What you are asked to do:
An exact copy is needed of the lines from the line holding "Target: balcony railing" through the final line of the listing below, both included.

---+---

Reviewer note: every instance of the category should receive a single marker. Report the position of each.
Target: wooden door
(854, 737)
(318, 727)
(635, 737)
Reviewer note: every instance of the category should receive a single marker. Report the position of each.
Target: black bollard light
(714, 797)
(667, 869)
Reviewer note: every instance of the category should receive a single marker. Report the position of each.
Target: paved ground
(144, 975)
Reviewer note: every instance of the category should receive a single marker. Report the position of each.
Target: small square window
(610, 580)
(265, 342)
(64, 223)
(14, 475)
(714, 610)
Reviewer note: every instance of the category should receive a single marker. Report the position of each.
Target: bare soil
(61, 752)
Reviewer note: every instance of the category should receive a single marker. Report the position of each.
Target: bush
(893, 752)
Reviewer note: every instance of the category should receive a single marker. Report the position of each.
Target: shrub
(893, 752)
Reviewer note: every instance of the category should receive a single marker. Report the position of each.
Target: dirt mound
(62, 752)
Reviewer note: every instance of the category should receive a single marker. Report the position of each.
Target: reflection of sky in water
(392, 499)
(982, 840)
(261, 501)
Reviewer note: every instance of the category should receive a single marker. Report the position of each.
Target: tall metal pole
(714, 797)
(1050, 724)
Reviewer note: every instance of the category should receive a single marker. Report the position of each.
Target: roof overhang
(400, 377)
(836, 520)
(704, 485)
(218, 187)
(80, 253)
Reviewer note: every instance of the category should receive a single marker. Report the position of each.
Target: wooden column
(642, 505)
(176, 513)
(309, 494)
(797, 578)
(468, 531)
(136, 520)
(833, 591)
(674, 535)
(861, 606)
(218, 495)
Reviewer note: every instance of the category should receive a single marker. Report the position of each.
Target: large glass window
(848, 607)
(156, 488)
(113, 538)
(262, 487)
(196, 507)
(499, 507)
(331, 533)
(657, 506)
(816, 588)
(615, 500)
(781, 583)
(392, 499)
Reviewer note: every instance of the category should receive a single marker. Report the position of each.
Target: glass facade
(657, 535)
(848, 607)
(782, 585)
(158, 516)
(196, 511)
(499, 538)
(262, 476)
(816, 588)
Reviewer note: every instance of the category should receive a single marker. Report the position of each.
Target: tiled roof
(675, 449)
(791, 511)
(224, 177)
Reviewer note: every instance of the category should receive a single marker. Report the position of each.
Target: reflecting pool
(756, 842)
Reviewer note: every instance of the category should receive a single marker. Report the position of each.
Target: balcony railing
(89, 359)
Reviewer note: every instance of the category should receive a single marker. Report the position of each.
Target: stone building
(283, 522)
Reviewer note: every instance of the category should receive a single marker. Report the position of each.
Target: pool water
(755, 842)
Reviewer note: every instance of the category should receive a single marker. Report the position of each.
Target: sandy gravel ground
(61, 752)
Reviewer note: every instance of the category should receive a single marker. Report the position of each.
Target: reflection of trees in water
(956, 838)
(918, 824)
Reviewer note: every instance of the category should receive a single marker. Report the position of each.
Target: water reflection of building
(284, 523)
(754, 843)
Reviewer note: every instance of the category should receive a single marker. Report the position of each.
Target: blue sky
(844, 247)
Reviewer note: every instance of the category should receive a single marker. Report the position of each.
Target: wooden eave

---+---

Solved problem:
Target: balcony railing
(89, 359)
Reviewer note: every instance of the category should receive a single marker. Report the position of each.
Target: stone building
(283, 522)
Reviewer note: every instance of the category should receive a single marker. Report the position of each.
Target: pool water
(755, 842)
Reviewer note: every instance of the category should receive a single marker. Report the position of each.
Target: sandy gravel ground
(61, 752)
Reviewer note: every instance of the category should receive a single marker. Report the position of each.
Target: reflection of trees in water
(956, 838)
(918, 824)
Reviewer note: every instance of the category should receive a single marker. Report the position of each.
Target: water reflection of building
(284, 523)
(754, 843)
Reviewer note: every instance of the category should receive a single marker. Report the position of each.
Target: blue sky
(844, 247)
Reviewer note: every instance of the category should receive a single marker. Report the position of each.
Target: wooden eave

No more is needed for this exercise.